Task prompt
Make an exact copy of all the entries, with the pictures left out.
** start Material for this exercise **
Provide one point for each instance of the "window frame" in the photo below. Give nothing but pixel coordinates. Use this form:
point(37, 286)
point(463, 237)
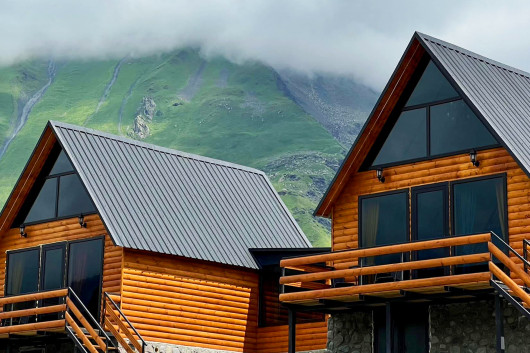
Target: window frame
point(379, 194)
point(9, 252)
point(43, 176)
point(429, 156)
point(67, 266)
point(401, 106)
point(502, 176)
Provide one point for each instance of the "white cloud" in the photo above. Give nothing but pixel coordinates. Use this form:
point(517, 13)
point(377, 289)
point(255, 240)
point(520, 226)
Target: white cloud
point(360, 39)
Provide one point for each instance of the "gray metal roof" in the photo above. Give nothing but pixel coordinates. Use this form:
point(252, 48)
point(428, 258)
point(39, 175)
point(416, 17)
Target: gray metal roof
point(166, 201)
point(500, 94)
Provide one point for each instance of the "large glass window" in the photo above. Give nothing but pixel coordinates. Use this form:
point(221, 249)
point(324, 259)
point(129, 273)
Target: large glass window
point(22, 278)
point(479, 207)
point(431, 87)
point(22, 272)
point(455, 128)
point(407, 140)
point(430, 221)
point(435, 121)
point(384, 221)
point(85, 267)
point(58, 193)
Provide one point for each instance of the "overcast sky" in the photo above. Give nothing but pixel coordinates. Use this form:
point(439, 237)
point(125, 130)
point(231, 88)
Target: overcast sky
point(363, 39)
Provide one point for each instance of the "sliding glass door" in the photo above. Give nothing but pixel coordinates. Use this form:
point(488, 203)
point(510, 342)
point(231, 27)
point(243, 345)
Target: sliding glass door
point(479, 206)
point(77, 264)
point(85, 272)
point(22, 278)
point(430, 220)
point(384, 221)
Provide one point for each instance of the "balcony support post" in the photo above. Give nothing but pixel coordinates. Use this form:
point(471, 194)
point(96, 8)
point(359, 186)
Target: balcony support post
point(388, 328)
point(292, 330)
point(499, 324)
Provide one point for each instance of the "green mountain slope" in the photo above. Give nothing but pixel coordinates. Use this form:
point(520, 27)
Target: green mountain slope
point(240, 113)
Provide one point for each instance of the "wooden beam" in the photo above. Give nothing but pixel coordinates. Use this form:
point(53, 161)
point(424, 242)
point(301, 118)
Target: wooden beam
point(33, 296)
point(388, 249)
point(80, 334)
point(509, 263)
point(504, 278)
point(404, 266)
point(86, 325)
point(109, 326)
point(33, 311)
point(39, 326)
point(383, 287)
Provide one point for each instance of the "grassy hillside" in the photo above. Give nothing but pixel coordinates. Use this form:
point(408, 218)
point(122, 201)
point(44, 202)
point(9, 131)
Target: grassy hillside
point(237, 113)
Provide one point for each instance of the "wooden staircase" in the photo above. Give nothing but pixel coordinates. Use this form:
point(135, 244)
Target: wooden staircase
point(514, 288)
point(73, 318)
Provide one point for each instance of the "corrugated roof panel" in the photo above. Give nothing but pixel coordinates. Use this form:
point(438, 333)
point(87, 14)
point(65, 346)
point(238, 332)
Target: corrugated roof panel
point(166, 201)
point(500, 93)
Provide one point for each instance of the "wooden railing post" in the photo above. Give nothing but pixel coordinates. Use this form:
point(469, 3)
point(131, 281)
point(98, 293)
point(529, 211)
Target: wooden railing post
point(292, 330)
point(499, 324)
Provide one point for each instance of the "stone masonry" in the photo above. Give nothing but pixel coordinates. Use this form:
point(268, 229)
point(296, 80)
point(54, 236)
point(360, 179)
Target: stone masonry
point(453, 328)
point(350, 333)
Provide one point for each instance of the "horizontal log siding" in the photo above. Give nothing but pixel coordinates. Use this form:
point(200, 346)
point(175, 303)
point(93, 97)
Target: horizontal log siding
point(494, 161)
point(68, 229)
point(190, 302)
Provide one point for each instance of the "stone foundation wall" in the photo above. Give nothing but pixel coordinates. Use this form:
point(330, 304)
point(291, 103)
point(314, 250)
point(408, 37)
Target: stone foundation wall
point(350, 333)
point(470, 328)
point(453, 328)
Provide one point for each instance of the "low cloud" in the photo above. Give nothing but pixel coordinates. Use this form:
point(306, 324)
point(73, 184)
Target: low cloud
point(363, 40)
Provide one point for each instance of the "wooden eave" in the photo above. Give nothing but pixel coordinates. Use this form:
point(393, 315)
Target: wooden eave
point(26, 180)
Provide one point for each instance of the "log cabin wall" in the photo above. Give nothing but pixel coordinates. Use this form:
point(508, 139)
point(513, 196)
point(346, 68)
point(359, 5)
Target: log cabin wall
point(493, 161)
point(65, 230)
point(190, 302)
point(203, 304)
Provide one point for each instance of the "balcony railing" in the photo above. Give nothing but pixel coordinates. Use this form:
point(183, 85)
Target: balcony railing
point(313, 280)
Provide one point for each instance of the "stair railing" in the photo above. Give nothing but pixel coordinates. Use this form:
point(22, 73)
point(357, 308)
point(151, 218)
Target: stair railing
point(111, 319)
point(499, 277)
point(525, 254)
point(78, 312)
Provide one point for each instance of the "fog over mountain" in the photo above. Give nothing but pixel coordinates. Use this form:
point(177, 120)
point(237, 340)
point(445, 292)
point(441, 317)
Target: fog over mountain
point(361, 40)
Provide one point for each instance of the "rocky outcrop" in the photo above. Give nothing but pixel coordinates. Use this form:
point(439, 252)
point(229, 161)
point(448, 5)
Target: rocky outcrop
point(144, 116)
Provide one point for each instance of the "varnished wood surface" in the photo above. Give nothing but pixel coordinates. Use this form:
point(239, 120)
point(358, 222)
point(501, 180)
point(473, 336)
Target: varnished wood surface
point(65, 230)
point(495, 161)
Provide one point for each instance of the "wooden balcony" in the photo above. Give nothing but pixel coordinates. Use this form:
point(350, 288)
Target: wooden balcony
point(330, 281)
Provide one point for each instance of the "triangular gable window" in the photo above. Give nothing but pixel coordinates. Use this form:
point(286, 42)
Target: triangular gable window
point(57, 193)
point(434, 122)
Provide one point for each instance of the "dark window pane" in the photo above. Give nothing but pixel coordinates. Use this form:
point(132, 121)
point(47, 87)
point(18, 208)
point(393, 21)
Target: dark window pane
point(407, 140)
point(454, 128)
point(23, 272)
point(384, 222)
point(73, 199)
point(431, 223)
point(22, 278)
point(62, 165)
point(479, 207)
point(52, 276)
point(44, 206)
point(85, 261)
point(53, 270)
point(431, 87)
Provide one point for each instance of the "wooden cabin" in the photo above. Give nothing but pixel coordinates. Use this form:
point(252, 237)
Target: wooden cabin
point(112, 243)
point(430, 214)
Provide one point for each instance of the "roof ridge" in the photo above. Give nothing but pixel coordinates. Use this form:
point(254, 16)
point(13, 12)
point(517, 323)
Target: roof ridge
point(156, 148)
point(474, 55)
** end Material for this exercise **
Final answer
Provide one point for each instance of the "window frame" in the photo below. Give nothing but pixel coordinates. Use this form:
point(37, 286)
point(463, 237)
Target: window frame
point(379, 194)
point(9, 252)
point(43, 176)
point(429, 156)
point(67, 266)
point(401, 106)
point(502, 176)
Provide one point for each instance of the "white cloud" in the photo above. Give nothing but pixel coordinates. Use this form:
point(517, 13)
point(377, 289)
point(255, 240)
point(520, 226)
Target: white cloud
point(360, 39)
Provide one point for each instance of the "gray metal roof" in the photo above. Give nothing but pixel coordinates. Use this form:
point(252, 48)
point(428, 258)
point(39, 175)
point(416, 17)
Target: gray metal roof
point(166, 201)
point(500, 94)
Provide one point for each instance of the "large glass window" in the photo above. Give nothing but pixel coordinates. Use this form:
point(221, 249)
point(324, 259)
point(129, 273)
Target: large glass window
point(22, 278)
point(479, 207)
point(431, 87)
point(22, 272)
point(455, 128)
point(407, 140)
point(430, 221)
point(435, 121)
point(384, 221)
point(85, 267)
point(58, 193)
Provide one point for each instance of the "overcast sky" in the photo above. Give nothing but pixel coordinates. Use this form:
point(439, 237)
point(125, 130)
point(231, 88)
Target: overcast sky
point(363, 39)
Provide one point for each instance of the "sliding glass door" in the photo above. Give nothing but pixel coordinates. Use this form:
point(488, 203)
point(510, 342)
point(231, 27)
point(243, 345)
Target: sliding glass door
point(479, 206)
point(77, 264)
point(85, 272)
point(22, 278)
point(430, 220)
point(384, 221)
Provide one point for each instance of the "balcony support post" in the photo above. Give nothing but pixel coordinates. Use this form:
point(471, 194)
point(96, 8)
point(359, 186)
Target: balcony support post
point(388, 328)
point(292, 330)
point(499, 324)
Provide one point for each instance of the "green mountain slope" in the photo above. Give nothing but pixel coordinates. Use this form:
point(520, 27)
Target: green mountain slope
point(240, 113)
Provide one point for each instance of the "wooden beam" in the photo above. Give nothing but pixel coordinates. Use this form:
point(53, 161)
point(424, 242)
point(301, 118)
Target: wooden beam
point(33, 296)
point(388, 249)
point(80, 334)
point(509, 263)
point(504, 278)
point(404, 266)
point(86, 325)
point(109, 326)
point(33, 311)
point(39, 326)
point(383, 287)
Provide one point for each instance of the "grassy hillside" in the photo above. Give nothing but pixel coordinates. Use this form:
point(408, 218)
point(122, 201)
point(44, 202)
point(9, 131)
Target: grassy hillside
point(237, 113)
Provide one point for each instance of the "wooden staircase" in the photo above. Give nothing but pixel coordinates. Use this form:
point(135, 244)
Target: wooden staircase
point(514, 288)
point(73, 318)
Provide one point for each instance of the "corrugated roof panel" in the photo above. Give nothing but pixel coordinates. Use this form:
point(438, 333)
point(87, 14)
point(65, 346)
point(238, 332)
Target: corrugated roof panel
point(166, 201)
point(500, 93)
Provide one point for each instance of the "wooden railing post" in the photo above. Give nothing but pixel coordinates. Use this form:
point(469, 3)
point(131, 281)
point(98, 293)
point(529, 211)
Target: wooden railing post
point(292, 330)
point(499, 324)
Provide one point for each instance of the "stone masonry" in the photo above. Give nothing but pixel coordinates. Use this form:
point(268, 229)
point(296, 80)
point(54, 236)
point(360, 179)
Target: stone masonry
point(453, 328)
point(350, 333)
Provide one point for each instance of the "horizontal log siding" in the photo above. Give nothing but pixel coordinates. Use this form:
point(200, 346)
point(175, 303)
point(93, 97)
Target: horizontal log siding
point(494, 161)
point(68, 229)
point(190, 302)
Provide one point for each instance of the "stone foundation wall" in the photo above. Give nothing but pixel coordinates. Use this form:
point(330, 304)
point(291, 103)
point(314, 250)
point(408, 37)
Target: stone foundation wall
point(350, 333)
point(470, 328)
point(453, 328)
Provide one point for each instance of the "low cloud" in the photo above. Give nothing but pixel coordinates. Use this form:
point(306, 324)
point(73, 184)
Target: low cloud
point(363, 40)
Provide one point for each instance of the "wooden eave" in the photo above. Give nothing but pixel coordinates. Use this form:
point(393, 315)
Target: wooden eave
point(26, 180)
Provide one point for each instance of the "log cabin wall" in the photo above. Give nothing but pixel coordinates. Use this form:
point(508, 139)
point(513, 196)
point(346, 68)
point(359, 5)
Target: log cabin wall
point(493, 161)
point(65, 230)
point(190, 302)
point(203, 304)
Provide one point for each instance of the "balcony railing" in the photo above. Give nothing but pixel coordinates. Use this form:
point(183, 85)
Target: balcony railing
point(313, 280)
Provide one point for each instance of the "stair railing" in the photo above. Give nothing but pixel coordinates. Use this form:
point(22, 73)
point(357, 308)
point(151, 218)
Target: stair railing
point(111, 319)
point(499, 277)
point(525, 254)
point(78, 312)
Provide one point for each instance of the "fog over mountain" in the photo above. Give nothing but pixel coordinates. Use this form:
point(177, 120)
point(237, 340)
point(445, 292)
point(441, 317)
Target: fog over mountain
point(361, 40)
Provide one point for each instance of the "rocky outcrop" in the photo above. Give nothing but pixel coordinates. Use this form:
point(439, 252)
point(229, 161)
point(448, 5)
Target: rocky outcrop
point(144, 116)
Provide one point for each instance of the "varnished wood surface" in the photo above. Give nothing but pixel coordinates. Use this form:
point(239, 120)
point(358, 222)
point(501, 180)
point(473, 336)
Target: varnished wood surface
point(65, 230)
point(495, 161)
Provide one point for each instance of the "wooden balcony" in the photo above. Give nothing but pixel coordinates. Use this form:
point(350, 288)
Target: wooden balcony
point(330, 281)
Provide one point for each instance of the "triangular gable window" in the photo above. Give nothing but pixel coordinates. Use this form:
point(286, 42)
Target: triangular gable window
point(57, 193)
point(434, 122)
Provide one point for each instance of the "dark window pane" in the photo above. Give nothing but pixel coordinates. Use this form:
point(132, 121)
point(47, 87)
point(18, 208)
point(393, 21)
Target: dark window pane
point(407, 140)
point(454, 128)
point(23, 272)
point(384, 222)
point(73, 199)
point(431, 223)
point(22, 278)
point(62, 165)
point(479, 207)
point(52, 276)
point(44, 206)
point(85, 261)
point(53, 270)
point(431, 87)
Provide one point for each instance of the "wooden cabin" in the photo above. Give nothing but pixel coordinates. Use this form:
point(252, 237)
Target: wooden cabin
point(112, 243)
point(430, 214)
Provide one point for each instance of the "roof ridge" in the photo above. Give nothing but pixel coordinates. Use this form:
point(254, 16)
point(13, 12)
point(517, 323)
Target: roof ridge
point(156, 148)
point(474, 55)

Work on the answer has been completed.